Register | Sign In


Understanding through Discussion


EvC Forum active members: 65 (9162 total)
2 online now:
Newest Member: popoi
Post Volume: Total: 915,818 Year: 3,075/9,624 Month: 920/1,588 Week: 103/223 Day: 1/13 Hour: 0/1


Thread  Details

Email This Thread
Newer Topic | Older Topic
  
Author Topic:   Salvation vs. Helping Others
iano
Member (Idle past 1941 days)
Posts: 6165
From: Co. Wicklow, Ireland.
Joined: 07-27-2005


Message 5 of 30 (545928)
02-06-2010 11:55 AM
Reply to: Message 1 by Stile
02-04-2010 8:06 AM


Fish or Fishermen: that is the question
Stile writes:
I am interested in learning what people's priorities are.
Perhaps even what you think the Bible's priorities are.
As stated in the originating thread, there are two possible ways to interpret your query. The first way would focus on the priorities of the evangelist in his fishing for men. Should such a fisherman;
a) ..seek that the 'fish' understand Jesus Christ to be his (the fishes) savior unto salvation?
b) ..seek to do good work for the fish in the hope that this (the fishers) light shining on the fish will affect and influence the fish unto salvation?
To this I responded that both elements have their place in the armoury of the fisherman. Both are proscribed by Jesus as tools to be used in the task of fishing for men. The focus wasn't on the activity/belief of the fish. This confusion:
If, somehow, they are the same thing, then why isn't "being good and nice" treated in the same way as being reliant on Jesus Christ for salvation? That is, why would there exist any need to recruit anyone to Jesus Christ who is already good and nice? Unless, of course... the two are not the same priority...

> Recorded data
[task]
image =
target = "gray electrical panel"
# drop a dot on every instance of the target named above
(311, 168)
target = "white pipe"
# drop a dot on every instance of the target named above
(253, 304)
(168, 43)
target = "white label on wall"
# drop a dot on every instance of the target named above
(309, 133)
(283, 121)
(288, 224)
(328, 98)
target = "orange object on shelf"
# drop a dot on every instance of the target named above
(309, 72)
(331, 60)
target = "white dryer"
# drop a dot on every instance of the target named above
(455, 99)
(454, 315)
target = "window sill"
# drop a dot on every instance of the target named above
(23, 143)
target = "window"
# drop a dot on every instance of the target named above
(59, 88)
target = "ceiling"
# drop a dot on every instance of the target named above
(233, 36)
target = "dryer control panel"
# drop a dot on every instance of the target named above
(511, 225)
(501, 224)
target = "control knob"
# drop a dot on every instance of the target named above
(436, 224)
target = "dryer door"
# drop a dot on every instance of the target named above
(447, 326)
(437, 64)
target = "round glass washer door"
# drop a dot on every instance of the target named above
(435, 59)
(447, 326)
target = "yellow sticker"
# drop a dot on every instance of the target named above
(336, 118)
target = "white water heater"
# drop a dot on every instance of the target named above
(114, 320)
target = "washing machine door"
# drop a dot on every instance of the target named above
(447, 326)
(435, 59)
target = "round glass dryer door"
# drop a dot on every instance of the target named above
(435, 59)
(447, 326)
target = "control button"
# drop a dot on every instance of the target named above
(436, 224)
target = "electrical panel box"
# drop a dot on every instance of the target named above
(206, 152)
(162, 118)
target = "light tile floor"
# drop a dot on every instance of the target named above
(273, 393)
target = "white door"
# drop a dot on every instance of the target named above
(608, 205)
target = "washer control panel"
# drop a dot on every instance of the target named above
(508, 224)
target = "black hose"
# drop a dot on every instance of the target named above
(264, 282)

--

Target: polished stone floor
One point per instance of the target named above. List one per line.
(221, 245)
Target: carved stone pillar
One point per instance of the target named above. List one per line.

> Instructions for the task
In the forum post, what did the writer respond about the two approaches a fisherman of men might take?

> Reply
The writer responded that both elements have their place in the armoury of the fisherman.